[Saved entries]
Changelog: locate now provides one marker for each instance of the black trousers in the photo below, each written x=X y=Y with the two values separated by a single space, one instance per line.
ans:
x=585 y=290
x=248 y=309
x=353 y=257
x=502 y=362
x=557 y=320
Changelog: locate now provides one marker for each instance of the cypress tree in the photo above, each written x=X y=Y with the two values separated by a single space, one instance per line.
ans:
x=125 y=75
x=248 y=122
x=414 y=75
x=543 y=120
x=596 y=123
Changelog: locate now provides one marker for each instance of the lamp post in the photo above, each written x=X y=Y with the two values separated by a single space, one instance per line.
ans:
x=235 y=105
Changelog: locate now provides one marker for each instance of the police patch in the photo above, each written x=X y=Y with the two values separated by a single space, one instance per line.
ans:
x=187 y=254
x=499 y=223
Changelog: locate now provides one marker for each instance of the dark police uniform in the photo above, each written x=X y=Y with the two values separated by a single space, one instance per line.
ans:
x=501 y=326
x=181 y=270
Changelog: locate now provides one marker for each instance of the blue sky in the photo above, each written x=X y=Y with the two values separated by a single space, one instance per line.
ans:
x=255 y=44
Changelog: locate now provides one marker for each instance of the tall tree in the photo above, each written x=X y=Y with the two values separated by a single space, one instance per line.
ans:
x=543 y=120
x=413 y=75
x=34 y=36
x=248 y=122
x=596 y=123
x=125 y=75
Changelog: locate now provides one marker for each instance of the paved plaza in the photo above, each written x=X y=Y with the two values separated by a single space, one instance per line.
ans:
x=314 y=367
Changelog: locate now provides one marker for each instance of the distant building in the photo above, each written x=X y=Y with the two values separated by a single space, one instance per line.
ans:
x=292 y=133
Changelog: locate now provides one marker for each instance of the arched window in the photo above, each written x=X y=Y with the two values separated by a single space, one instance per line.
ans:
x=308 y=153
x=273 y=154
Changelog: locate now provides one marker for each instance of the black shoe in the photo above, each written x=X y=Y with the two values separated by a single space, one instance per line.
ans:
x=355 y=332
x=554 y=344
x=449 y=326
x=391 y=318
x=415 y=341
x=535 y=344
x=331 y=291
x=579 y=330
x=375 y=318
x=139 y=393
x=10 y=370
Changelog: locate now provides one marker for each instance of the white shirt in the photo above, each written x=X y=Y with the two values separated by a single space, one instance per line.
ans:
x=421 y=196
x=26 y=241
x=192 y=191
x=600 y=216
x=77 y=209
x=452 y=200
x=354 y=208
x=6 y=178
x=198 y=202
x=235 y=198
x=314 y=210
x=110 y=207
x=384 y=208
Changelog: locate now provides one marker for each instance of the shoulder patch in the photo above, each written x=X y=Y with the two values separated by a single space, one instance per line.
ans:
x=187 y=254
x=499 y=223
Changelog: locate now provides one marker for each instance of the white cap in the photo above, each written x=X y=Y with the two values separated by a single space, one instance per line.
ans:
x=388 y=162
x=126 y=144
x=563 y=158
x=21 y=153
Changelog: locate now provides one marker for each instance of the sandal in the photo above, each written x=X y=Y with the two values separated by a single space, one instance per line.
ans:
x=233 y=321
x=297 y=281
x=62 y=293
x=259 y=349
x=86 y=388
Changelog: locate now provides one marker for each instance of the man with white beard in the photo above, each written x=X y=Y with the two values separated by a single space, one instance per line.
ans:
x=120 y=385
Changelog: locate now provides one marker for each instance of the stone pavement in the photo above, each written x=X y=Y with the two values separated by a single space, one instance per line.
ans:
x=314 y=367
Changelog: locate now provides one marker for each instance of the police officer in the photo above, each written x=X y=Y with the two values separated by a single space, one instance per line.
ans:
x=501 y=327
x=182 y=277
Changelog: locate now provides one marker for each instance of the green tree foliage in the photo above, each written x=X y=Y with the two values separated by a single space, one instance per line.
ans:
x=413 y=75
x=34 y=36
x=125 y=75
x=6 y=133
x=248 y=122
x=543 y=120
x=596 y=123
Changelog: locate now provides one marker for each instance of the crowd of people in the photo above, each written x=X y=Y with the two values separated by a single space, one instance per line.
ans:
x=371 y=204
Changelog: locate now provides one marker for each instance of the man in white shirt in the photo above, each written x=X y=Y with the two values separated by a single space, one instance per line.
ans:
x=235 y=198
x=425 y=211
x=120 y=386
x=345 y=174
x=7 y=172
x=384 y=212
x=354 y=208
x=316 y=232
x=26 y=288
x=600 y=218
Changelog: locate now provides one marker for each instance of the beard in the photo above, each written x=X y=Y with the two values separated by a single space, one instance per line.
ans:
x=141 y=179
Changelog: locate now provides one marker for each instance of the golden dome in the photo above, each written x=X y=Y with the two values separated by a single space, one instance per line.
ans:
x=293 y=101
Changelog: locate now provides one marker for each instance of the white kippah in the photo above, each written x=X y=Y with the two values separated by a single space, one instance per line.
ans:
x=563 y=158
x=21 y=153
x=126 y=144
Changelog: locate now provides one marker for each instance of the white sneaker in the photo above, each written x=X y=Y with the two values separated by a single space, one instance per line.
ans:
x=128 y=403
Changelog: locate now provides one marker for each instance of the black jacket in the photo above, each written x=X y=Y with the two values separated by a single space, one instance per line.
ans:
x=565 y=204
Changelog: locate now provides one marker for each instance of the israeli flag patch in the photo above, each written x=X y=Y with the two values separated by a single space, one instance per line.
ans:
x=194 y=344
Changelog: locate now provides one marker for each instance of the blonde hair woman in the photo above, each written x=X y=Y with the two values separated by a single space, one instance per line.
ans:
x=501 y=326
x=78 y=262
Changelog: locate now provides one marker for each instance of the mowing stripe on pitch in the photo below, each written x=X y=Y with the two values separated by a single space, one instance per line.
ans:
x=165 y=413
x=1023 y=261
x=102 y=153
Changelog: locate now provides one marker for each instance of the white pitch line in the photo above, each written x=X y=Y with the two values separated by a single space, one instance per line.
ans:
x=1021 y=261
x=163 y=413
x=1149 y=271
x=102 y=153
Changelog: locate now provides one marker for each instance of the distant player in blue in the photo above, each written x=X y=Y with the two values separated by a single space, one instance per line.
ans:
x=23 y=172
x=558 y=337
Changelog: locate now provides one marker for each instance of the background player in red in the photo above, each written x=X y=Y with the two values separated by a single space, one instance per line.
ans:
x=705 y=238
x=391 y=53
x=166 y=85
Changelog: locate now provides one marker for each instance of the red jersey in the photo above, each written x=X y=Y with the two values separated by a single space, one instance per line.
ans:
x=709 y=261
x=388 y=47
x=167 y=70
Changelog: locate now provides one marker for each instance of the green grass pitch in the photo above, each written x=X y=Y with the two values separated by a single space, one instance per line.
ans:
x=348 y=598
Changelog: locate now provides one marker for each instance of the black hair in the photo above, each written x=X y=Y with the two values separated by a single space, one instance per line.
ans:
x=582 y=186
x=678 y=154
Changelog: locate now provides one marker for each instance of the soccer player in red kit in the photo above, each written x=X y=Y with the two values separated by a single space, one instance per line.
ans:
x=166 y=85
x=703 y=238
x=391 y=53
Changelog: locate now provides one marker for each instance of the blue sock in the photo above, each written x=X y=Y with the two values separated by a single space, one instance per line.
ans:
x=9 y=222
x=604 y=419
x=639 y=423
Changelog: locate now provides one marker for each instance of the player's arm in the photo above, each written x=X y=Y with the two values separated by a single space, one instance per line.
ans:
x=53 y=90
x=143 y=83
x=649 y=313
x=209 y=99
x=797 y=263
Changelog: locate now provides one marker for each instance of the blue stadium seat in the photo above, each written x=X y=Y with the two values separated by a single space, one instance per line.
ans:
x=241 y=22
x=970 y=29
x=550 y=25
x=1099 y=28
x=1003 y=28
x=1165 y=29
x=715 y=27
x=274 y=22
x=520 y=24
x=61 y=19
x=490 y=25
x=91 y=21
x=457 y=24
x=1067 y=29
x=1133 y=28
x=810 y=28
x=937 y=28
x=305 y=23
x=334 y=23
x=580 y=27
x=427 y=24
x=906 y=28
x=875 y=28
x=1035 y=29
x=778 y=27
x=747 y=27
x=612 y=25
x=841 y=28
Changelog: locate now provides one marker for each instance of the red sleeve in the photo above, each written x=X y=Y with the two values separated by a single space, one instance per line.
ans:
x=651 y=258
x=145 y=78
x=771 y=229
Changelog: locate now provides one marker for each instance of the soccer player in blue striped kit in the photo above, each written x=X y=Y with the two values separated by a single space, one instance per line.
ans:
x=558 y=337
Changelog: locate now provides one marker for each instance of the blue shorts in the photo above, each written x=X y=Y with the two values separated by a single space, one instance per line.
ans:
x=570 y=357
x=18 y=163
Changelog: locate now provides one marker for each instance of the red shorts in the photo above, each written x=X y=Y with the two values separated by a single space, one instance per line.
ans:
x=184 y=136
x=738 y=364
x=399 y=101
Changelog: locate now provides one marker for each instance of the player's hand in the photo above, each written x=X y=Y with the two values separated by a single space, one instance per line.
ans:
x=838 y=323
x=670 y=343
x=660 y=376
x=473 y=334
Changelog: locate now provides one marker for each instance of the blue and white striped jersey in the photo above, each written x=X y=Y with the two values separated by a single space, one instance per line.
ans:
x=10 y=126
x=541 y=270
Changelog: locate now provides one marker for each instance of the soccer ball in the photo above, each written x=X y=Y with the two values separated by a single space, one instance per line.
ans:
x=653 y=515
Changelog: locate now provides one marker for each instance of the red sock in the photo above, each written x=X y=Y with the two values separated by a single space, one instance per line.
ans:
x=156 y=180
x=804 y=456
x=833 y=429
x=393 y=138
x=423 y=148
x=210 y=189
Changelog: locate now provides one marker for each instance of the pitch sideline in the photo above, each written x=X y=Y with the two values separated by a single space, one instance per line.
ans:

YOUR ASSIGNMENT: In the data above, find the line with "the white shirt" and the line with "of the stone". Retype both, plus every line between them, exactly.

ANSWER TO THIS TASK:
Changelog: locate now provides one marker for each instance of the white shirt in the photo above, each written x=X y=Y with the two values separated by a single space, one instance per line.
ans:
x=421 y=196
x=26 y=241
x=192 y=191
x=600 y=216
x=77 y=209
x=452 y=200
x=354 y=208
x=6 y=178
x=198 y=202
x=235 y=198
x=314 y=210
x=110 y=207
x=384 y=208
Changelog: locate now provides one marker for each instance of the shoulder patch in the photo above, each written x=X y=Y with the two values separated by a single space, one instance per line.
ans:
x=187 y=254
x=499 y=223
Changelog: locate now provides one marker for each instance of the white cap in the photo above, each written x=X y=Y with the two values separated by a single space, one instance per line.
ans:
x=388 y=162
x=126 y=144
x=563 y=158
x=21 y=153
Changelog: locate now provides one marker for each instance of the sandal in the photo above, each written x=X y=Y with the two values separated by a single space, one instance per line.
ans:
x=233 y=321
x=297 y=281
x=62 y=293
x=259 y=349
x=86 y=388
Changelog: locate now provides one marker for each instance of the man with white beard in the photo above, each written x=X y=Y with the two values separated by a single space, one instance per line.
ans:
x=120 y=385
Changelog: locate now provides one marker for each instance of the stone pavement in the photo above, each written x=X y=Y with the two values separated by a single space, one instance per line.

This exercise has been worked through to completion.